■ Ihre Aufgabe: Schreiben Sie aus dem Textauszug zur Telemedizin unten die Passage von „Methode: Studienteilnehmer zweier“ bis einschließlich „SPSS 24.0 ausgewertet.“ wortgetreu ab.

■ Textauszug:
Hintergrund: Telemedizinische Anwendungen können die Lebensqualität von Patienten steigern, indem sie unterstützen und befähigen, mit der eigenen Krankheit besser zurechtzukommen [1]. Sie kann für Hausärzte und Patienten mit Entlastung durch Einsparung zeitlicher und personeller Ressourcen verbunden sein [2]. Studien belegen, dass telemedizinische Interventionen positive Outcomes bei chronischen Krankheiten haben können [3], [4]. Allerdings müssen telemedizinische Anwendungen u.a. auch krankheitsspezifisch und nutzerfreundlich gestaltet sein, um akzeptiert zu werden [1]. Ein Teilprojekt des BMBF-Projektes „ATMoSPHÄRE“ (FKZ: 13GW0075F) befasst sich mit der Nichtakzeptanz telemedizinischer Anwendungen bei multimorbiden, älteren Patienten mit Studienabbruch (Dropout) im häuslichen Bereich.

Fragestellung: Welche patientenberichteten Gründe führten zum Studienabbruch der Telemedizinanwendung?

Methode: Studienteilnehmer zweier Studienzentren wurden mit einem Bluetooth-fähigen Tablet ausgestattet, über das Patienten Vitalwerte versenden und weitere Inhalte zur Versorgung abrufen können. Die Gründe der Nichtakzeptanz bei Studienabbrechern wurden longitudinal durch selbstentwickelte, geschlossene Fragen telefonisch erhoben. Die Antworten wurden parallel zum Interview in eine Datenmaske auf der Atmosphäre-Plattform eingegeben und hinsichtlich der Häufigkeitsverteilungen mit SPSS 24.0 ausgewertet.

Ergebnisse: Das Durchschnittsalter der Gesamtkohorte (n=209) beträgt 80,7 Jahre [SD 5,8], 62,7% sind weiblich (131 von 209) und 41,6% alleinlebend (87 von 209). Die derzeitige Dropoutrate beträgt 36,4% (76 von 209), davon haben 70 Patienten ihre Teilnahme im Studienverlauf widerrufen, sechs Patienten sind verstorben. 61,4% (43 von 70) der Dropouts sind weiblich, das Durchschnittsalter beträgt 81,3 Jahre [SD 5,5]. 62,9% (44 von 70) der Dropouts sind verheiratet. Gründe für Studienabbruch sind kein weiteres Interesse/Bedarf an der telemedizinischen Dienstleistung (52,0%), zu hohe zeitliche Beanspruchung durch Projektteilnahme (36,4%), Störung des alltäglichen Ablaufes/Rhythmus (35,1%) sowie Angst vor technischer Überforderung (35,1%). Ein Drittel der Dropout-Patienten hatten kein Interesse mehr am Programm, 19,5% der Probanden kamen nicht mit der Hardware und 18,2% nicht mit der Software zurecht.

■ Datensätze:
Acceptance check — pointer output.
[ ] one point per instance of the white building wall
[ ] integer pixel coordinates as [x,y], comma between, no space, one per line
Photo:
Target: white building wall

■ Lösung:
Methode: Studienteilnehmer zweier Studienzentren wurden mit einem Bluetooth-fähigen Tablet ausgestattet, über das Patienten Vitalwerte versenden und weitere Inhalte zur Versorgung abrufen können. Die Gründe der Nichtakzeptanz bei Studienabbrechern wurden longitudinal durch selbstentwickelte, geschlossene Fragen telefonisch erhoben. Die Antworten wurden parallel zum Interview in eine Datenmaske auf der Atmosphäre-Plattform eingegeben und hinsichtlich der Häufigkeitsverteilungen mit SPSS 24.0 ausgewertet.